● Data supplied
————————

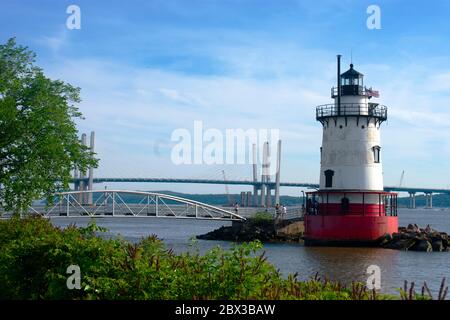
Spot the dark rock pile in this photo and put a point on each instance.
(248, 231)
(415, 239)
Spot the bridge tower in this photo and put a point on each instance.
(350, 206)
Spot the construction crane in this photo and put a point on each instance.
(401, 179)
(230, 201)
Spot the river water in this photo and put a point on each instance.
(343, 264)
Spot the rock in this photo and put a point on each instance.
(422, 245)
(400, 244)
(437, 246)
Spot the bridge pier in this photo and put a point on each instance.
(429, 200)
(412, 200)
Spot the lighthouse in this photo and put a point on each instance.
(350, 207)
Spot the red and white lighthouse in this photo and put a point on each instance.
(350, 207)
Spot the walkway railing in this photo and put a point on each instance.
(119, 203)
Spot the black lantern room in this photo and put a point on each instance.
(352, 82)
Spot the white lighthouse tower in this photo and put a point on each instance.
(350, 205)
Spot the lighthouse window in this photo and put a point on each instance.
(376, 154)
(329, 178)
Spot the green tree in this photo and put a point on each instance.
(39, 144)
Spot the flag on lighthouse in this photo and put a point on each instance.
(372, 93)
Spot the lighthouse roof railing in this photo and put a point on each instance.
(371, 110)
(359, 90)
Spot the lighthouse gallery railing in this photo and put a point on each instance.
(352, 109)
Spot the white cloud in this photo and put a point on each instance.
(134, 111)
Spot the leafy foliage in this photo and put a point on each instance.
(34, 256)
(38, 137)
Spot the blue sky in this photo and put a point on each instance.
(149, 67)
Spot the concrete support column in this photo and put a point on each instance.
(412, 200)
(255, 175)
(90, 197)
(81, 198)
(249, 199)
(263, 195)
(277, 175)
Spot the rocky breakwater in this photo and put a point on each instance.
(413, 238)
(260, 227)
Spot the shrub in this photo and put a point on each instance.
(34, 256)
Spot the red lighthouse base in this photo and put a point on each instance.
(347, 223)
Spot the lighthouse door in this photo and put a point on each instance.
(329, 178)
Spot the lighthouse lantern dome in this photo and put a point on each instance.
(352, 82)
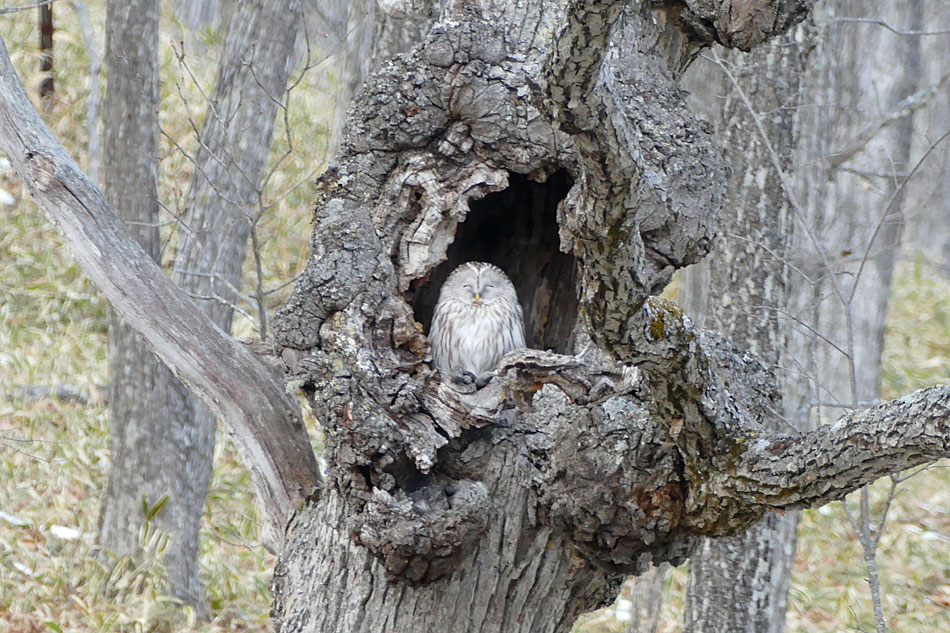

————————

● Try it
Exclude all images, then retype the records above without alteration.

● Output below
Spot the dark rock pile in this photo and put a point on each instance.
(248, 231)
(415, 239)
Spot the bridge tower in this photo and put a point on each instance.
(350, 206)
Spot the construction crane in this photo and put a point on each instance.
(401, 179)
(230, 201)
Spot the river water in this photo and put a point on each instance.
(343, 264)
Spot the rock in this photo and put a point on each instance.
(422, 245)
(400, 244)
(437, 246)
Spot the bridge pier in this photo and put a point on each instance.
(429, 200)
(412, 200)
Spot the lighthouse in this photo and put a point on each instance.
(350, 207)
Spot the red and white lighthouse in this photo and put a point on each instance.
(350, 207)
Spot the walkway railing in this photo and put a point on each instance.
(119, 203)
Spot the black lantern room in this photo and put a point on each instance.
(352, 82)
Spot the white lighthouse tower in this photo and put a point on each instance.
(350, 205)
Spot the lighthouse window in this photo and put a point on each instance.
(376, 154)
(329, 178)
Spot the green tree in this photo and put a point on each instance.
(39, 144)
Spot the flag on lighthouse in this photo and put a point on each instance.
(372, 93)
Spot the lighthouse roof railing in this photo and put a point on each instance.
(371, 110)
(359, 90)
Spot the lighthouse gallery railing in this photo and put a point on each instance.
(352, 109)
Spot the white cloud in this photo and put a point on each instance.
(134, 111)
Spot the leafy foliage in this photo and put a point on each instance.
(34, 256)
(38, 137)
Spot the blue sky in this photo and put a point on each instance.
(149, 67)
Spot the concrete support column in this photo and put a point on each instance.
(412, 200)
(255, 175)
(90, 197)
(81, 198)
(249, 199)
(263, 195)
(277, 175)
Spot the rocky breakwater in this photo and put a point on each instance.
(413, 238)
(260, 227)
Spot the shrub in this photo and put a point on each instance.
(34, 256)
Spot the red lighthouse base in this photo and put a point on each instance.
(347, 223)
Spot the lighthouse door in this photo and put a point on each instance.
(329, 178)
Spot the lighthouse lantern dome in this photo and put a point on each instance.
(352, 82)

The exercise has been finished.